Text provided
====================

1. Garlic May Help You Live Longer
Effects on longevity are basically impossible to prove in humans.
But given the beneficial effects on important risk factors like blood pressure, it makes sense that garlic could help you live longer.
The fact that it can fight infectious disease is also an important factor, because these are common causes of death, especially in the elderly or people with dysfunctional immune systems.
Bottom Line: Garlic has known beneficial effects on common causes of chronic disease, so it makes perfect sense that it could help you live longer.
2. Athletic Performance Can be Improved With Garlic Supplementation
Garlic was one of the earliest “performance enhancing” substances.
It was traditionally used in ancient cultures to reduce fatigue and enhance the work capacity of labourers.
Most notably, it was administered to Olympic athletes in ancient Greece.
Rodent studies have shown that garlic helps with exercise performance, but very few human studies have been done.
Subjects with heart disease that took garlic oil for 6 weeks had a reduction in peak heart rate of 12% and improved their exercise capacity.
However, a study on nine competitive cyclists found no performance benefits.
Other studies suggest that exercise-induced fatigue may be reduced with garlic.
Bottom Line: Garlic can improve physical performance in lab animals and people with heart disease. Benefits in healthy people are not yet conclusive.
3. Eating Garlic Can Help Detoxify Heavy Metals in the Body
At high doses, the sulfur compounds in garlic have been shown to protect against organ damage from heavy metal toxicity.
A four week study in employees of a car battery plant (excessive exposure to lead) found that garlic reduced lead levels in the blood by 19%. It also reduced many clinical signs of toxicity, including headaches and blood pressure.
Three doses of garlic each day even outperformed the drug D-penicillamine in symptom reduction.
Bottom Line: Garlic was shown to significantly reduce lead toxicity and related symptoms in one study.
4. Garlic May Improve Bone Health
No human trials have measured the effects of garlic on bone loss.
However, rodent studies have shown that it can minimise bone loss by increasing estrogen in females.
One study in menopausal women found that a daily dose of dry garlic extract (equal to 2 grams of raw garlic) significantly decreased a marker of estrogen deficiency.
This suggests that this garlic may have beneficial effects on bone health in women.
Foods like garlic and onions have also been shown to have beneficial effects on osteoarthritis.
Bottom Line: Garlic appears to have some benefits for bone health by increasing estrogen levels in females, but more human studies are needed.

====================

Extracted entries
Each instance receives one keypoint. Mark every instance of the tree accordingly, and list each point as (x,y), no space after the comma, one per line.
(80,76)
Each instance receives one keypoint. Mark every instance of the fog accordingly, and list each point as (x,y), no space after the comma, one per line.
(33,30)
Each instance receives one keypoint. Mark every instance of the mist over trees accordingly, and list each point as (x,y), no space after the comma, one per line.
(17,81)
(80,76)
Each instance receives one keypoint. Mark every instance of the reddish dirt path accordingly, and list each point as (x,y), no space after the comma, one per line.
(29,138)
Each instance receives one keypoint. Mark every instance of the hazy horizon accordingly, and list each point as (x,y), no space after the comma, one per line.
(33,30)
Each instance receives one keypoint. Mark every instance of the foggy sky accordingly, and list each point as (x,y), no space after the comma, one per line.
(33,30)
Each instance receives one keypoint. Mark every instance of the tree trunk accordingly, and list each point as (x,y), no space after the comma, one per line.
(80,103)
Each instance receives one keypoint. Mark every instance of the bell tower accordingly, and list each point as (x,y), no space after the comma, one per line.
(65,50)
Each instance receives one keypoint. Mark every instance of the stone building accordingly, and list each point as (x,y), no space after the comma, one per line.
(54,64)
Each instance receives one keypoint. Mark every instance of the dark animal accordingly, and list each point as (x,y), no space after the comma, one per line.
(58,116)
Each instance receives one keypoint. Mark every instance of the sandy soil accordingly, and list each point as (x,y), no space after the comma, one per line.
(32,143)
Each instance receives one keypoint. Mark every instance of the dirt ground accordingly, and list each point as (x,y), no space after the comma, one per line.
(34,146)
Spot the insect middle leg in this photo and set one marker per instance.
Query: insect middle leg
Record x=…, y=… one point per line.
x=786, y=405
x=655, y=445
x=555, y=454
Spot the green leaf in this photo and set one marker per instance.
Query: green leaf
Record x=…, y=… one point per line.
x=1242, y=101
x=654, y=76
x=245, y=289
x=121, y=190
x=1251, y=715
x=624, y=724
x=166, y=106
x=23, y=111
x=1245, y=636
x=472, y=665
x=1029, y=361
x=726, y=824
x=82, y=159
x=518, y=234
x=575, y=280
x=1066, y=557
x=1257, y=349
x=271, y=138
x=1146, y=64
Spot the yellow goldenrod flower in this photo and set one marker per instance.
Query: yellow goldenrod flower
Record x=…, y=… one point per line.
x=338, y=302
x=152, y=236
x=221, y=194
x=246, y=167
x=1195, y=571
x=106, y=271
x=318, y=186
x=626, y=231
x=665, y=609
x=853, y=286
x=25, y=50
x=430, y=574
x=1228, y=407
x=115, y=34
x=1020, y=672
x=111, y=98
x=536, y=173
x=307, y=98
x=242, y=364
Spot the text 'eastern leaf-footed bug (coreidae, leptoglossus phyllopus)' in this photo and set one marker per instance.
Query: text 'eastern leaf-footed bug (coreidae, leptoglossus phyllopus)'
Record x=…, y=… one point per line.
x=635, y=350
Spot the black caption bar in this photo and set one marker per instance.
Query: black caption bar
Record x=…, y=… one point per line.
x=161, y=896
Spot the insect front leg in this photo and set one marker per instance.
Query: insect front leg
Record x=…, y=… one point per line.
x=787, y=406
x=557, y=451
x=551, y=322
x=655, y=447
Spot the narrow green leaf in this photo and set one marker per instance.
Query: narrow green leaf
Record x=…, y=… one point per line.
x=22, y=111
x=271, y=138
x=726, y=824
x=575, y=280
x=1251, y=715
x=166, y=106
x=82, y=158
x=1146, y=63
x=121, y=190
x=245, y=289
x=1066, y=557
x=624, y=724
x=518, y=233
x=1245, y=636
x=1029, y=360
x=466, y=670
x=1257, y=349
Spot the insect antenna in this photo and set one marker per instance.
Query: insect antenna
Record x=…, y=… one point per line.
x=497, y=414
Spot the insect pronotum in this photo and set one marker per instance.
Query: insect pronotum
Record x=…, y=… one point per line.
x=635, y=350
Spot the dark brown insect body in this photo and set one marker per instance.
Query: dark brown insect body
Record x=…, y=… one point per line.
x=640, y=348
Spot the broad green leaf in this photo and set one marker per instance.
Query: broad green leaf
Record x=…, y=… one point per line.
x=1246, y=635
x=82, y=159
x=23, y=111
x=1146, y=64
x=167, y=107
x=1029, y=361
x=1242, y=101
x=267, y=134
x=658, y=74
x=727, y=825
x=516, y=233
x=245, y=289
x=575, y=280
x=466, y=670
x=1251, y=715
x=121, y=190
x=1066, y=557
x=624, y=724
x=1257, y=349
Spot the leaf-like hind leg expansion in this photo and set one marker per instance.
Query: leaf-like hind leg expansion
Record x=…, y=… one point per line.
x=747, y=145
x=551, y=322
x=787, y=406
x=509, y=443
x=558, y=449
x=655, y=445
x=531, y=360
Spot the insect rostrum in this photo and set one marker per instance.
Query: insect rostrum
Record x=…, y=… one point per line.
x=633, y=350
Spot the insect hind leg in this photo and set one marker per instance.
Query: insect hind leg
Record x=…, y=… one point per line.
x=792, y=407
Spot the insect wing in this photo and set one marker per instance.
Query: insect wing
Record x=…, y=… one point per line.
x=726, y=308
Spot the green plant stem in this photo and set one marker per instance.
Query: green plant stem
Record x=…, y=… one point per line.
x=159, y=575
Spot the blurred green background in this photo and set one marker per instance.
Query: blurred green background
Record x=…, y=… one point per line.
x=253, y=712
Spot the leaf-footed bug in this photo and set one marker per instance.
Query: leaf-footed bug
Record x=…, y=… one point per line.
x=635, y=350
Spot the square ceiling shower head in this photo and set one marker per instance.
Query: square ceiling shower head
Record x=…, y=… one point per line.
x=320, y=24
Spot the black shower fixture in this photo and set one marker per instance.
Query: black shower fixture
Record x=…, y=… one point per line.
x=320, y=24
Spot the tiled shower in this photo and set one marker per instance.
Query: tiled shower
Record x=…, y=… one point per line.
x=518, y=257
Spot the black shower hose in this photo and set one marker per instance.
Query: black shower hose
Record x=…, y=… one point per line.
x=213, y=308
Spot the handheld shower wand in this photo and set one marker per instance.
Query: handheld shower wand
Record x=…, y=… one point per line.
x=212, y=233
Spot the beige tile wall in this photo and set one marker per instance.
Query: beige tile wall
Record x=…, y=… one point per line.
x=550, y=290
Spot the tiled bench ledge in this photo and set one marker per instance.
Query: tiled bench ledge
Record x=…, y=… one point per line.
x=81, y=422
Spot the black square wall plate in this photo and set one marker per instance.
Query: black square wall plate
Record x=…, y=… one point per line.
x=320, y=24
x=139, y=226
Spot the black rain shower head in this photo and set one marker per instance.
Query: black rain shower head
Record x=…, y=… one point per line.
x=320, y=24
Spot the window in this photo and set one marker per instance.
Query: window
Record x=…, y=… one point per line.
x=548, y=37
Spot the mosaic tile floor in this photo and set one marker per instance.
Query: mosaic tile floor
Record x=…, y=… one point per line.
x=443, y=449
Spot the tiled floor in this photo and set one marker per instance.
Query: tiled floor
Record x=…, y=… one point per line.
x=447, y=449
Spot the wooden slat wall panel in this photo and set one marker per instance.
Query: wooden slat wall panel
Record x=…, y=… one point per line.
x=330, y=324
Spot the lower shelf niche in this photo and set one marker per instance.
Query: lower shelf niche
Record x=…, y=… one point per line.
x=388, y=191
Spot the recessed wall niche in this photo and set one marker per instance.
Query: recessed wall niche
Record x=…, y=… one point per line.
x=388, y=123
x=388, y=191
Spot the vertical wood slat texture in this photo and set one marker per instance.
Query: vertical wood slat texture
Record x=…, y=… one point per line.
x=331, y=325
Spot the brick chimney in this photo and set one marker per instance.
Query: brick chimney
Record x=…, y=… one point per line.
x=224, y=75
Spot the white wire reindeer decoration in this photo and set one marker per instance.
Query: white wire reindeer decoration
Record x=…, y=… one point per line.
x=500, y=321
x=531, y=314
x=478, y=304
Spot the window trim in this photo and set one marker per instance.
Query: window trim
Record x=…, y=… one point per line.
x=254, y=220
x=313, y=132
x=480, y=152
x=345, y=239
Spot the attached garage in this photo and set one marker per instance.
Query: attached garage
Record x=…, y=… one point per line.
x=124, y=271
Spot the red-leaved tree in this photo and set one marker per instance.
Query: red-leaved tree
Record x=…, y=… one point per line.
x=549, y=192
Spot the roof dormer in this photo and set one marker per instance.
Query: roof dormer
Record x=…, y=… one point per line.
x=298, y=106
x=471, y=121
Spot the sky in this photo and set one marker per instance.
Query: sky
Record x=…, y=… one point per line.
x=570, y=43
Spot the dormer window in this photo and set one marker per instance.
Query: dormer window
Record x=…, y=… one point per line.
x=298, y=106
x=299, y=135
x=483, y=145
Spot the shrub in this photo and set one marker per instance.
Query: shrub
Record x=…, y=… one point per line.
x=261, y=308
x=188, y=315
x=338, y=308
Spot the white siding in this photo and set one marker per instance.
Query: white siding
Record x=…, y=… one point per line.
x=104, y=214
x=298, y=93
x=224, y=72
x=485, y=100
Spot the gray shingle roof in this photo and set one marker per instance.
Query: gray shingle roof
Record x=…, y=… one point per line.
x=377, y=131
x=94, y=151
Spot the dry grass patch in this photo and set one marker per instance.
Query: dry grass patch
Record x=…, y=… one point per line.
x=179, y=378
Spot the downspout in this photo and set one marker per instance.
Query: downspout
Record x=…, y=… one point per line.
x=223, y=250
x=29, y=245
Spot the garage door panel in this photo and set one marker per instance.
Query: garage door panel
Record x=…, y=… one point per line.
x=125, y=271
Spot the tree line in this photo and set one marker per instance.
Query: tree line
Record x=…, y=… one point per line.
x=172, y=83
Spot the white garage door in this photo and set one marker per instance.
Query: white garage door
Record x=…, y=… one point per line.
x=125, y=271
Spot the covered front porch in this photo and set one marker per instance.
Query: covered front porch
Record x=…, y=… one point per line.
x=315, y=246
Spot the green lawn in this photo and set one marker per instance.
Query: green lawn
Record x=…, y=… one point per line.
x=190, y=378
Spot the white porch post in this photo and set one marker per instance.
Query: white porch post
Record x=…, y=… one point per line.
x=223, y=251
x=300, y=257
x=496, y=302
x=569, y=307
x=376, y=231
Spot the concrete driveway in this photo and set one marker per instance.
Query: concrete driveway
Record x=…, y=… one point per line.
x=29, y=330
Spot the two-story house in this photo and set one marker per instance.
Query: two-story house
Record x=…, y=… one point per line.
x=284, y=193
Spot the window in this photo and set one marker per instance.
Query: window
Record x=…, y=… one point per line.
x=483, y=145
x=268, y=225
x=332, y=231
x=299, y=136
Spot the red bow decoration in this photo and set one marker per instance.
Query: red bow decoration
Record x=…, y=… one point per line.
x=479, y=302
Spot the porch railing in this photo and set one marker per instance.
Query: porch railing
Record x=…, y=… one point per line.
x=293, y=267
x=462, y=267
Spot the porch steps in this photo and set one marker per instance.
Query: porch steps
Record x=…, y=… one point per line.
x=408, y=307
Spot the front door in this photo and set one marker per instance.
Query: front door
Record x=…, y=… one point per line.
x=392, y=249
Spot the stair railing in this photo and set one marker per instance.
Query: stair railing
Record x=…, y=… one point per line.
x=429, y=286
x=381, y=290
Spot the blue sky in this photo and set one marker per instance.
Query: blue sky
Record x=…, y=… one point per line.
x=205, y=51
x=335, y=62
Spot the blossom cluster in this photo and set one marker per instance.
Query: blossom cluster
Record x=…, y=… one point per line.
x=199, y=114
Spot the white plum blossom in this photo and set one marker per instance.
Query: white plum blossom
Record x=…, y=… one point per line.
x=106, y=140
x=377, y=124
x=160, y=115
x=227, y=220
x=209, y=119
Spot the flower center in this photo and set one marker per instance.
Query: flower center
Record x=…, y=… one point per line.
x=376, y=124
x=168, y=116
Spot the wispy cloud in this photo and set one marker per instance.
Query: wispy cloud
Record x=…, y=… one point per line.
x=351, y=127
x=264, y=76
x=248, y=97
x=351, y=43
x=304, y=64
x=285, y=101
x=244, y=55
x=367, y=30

====================

What this task involves
In the text on garlic's health benefits, by what percentage did garlic reduce blood lead levels in the car battery plant employees?

Answer to this exercise
By 19%.